GIVEN RECORDS:
=== Begin Enclosure ===

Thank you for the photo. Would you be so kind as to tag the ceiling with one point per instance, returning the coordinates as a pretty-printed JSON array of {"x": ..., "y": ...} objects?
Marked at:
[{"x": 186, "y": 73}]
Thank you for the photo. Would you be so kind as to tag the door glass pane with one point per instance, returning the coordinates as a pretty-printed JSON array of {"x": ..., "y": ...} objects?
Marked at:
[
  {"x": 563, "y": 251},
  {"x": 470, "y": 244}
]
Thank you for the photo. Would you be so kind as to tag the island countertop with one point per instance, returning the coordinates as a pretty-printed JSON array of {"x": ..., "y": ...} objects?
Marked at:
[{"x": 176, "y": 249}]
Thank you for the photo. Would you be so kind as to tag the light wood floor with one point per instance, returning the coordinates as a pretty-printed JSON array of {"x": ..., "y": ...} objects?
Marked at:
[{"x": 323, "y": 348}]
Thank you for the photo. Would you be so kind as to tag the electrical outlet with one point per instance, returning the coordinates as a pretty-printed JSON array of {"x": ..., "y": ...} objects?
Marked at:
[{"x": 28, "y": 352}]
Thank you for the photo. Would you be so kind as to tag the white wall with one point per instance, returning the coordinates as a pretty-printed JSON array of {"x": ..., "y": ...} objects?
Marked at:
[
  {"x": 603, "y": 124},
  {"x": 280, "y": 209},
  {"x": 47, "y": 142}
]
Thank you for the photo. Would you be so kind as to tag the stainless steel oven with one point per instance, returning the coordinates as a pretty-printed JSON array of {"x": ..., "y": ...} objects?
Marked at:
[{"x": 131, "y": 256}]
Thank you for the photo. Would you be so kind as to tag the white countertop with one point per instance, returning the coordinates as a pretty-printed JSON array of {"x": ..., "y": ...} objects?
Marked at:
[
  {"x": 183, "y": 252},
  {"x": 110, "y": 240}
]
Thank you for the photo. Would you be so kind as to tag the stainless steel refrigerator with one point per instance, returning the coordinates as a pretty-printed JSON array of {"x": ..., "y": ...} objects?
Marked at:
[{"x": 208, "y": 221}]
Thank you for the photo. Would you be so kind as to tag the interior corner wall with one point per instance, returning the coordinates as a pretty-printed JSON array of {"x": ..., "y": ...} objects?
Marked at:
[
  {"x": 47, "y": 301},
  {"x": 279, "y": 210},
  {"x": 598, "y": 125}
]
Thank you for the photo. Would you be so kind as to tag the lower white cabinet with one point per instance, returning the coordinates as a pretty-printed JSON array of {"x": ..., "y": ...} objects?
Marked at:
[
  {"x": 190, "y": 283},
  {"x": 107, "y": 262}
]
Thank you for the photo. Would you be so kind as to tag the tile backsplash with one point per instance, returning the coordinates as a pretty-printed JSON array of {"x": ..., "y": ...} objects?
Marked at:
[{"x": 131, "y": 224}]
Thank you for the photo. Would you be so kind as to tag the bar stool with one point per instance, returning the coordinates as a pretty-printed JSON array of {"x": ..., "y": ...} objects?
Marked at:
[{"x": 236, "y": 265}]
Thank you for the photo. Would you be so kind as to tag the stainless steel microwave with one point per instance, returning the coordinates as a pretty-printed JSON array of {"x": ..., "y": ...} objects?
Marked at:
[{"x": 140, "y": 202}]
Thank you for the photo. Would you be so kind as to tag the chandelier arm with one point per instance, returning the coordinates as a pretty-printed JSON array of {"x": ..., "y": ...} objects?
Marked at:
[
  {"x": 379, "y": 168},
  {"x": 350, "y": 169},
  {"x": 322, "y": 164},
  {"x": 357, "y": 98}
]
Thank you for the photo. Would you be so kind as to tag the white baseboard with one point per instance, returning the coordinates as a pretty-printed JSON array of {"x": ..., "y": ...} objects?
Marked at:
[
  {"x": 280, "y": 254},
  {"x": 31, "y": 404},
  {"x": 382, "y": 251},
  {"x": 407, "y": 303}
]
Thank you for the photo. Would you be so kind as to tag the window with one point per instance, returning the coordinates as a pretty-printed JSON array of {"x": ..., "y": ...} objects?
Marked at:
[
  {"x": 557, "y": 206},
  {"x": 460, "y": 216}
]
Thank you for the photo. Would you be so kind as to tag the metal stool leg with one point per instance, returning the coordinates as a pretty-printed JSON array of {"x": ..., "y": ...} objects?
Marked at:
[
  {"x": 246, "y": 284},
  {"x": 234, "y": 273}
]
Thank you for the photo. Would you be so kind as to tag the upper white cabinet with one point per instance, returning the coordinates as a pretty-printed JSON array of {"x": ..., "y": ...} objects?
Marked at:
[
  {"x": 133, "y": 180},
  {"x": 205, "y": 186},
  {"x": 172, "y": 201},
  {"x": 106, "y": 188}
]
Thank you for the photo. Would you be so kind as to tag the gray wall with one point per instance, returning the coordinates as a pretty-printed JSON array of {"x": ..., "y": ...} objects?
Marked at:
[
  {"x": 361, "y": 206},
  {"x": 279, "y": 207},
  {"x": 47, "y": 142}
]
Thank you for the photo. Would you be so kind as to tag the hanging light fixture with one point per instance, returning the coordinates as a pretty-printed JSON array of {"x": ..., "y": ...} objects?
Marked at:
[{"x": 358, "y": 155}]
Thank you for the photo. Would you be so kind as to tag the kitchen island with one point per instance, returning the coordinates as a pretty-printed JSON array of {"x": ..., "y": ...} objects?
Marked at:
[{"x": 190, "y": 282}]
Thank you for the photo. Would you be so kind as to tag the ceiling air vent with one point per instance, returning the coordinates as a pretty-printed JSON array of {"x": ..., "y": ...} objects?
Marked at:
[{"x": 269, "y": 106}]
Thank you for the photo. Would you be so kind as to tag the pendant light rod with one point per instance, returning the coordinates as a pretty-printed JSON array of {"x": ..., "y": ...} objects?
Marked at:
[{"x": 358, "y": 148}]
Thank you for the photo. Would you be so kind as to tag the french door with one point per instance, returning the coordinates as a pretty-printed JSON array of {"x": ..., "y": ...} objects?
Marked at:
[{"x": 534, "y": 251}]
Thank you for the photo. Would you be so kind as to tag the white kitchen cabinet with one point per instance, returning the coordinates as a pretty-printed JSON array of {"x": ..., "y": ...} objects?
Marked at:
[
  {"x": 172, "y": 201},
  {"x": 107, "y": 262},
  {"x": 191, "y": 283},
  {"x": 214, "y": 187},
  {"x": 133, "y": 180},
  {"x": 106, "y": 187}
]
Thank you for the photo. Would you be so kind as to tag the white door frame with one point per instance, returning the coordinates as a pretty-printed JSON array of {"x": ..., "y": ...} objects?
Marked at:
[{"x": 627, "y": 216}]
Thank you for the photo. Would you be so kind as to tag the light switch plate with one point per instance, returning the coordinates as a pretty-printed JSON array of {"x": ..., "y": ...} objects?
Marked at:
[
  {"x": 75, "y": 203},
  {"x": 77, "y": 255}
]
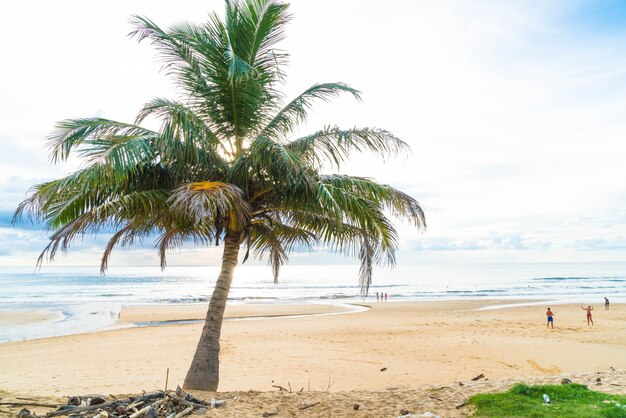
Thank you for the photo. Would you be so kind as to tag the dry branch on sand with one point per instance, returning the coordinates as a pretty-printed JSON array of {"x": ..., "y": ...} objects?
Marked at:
[{"x": 170, "y": 404}]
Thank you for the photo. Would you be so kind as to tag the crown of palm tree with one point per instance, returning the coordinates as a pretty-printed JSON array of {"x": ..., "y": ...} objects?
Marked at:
[{"x": 225, "y": 159}]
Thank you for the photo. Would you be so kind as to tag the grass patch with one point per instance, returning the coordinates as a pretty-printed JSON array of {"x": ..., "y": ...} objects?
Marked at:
[{"x": 571, "y": 400}]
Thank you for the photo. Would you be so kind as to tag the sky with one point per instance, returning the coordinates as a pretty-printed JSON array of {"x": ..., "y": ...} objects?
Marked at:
[{"x": 515, "y": 113}]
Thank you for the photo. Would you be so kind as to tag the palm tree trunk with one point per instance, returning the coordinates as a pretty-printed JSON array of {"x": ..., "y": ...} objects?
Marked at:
[{"x": 203, "y": 373}]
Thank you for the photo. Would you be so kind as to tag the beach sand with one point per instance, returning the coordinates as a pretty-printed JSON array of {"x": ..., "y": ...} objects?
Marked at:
[{"x": 423, "y": 347}]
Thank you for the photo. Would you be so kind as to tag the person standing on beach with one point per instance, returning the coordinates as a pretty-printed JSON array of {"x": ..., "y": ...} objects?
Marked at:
[
  {"x": 550, "y": 316},
  {"x": 589, "y": 308}
]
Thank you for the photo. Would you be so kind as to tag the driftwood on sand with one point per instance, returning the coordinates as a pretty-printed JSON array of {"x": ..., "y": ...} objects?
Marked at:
[{"x": 163, "y": 403}]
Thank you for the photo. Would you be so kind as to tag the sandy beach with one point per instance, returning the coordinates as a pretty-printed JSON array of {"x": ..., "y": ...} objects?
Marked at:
[{"x": 394, "y": 348}]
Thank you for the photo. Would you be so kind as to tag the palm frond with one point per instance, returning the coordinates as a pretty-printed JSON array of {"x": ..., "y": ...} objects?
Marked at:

=== End Enclosure ===

WORK TASK:
Look through the material and find each line that includes "wall", then copy it.

OUTPUT:
Thank you for the photo. Would you be so kind as to tag the white wall with one point per instance, returning the coordinates as a pretty-printed JSON array of {"x": ..., "y": ...} objects?
Thank you for the photo. Would you be so kind as to tag the interior corner wall with one point per instance, returning the coordinates as a pretty-printed JSON array of {"x": ..., "y": ...} objects?
Thank you for the photo. Would you be so kind as to tag the gray wall with one point per instance, returning the coordinates as a pretty-printed JSON array of {"x": ..., "y": ...} objects?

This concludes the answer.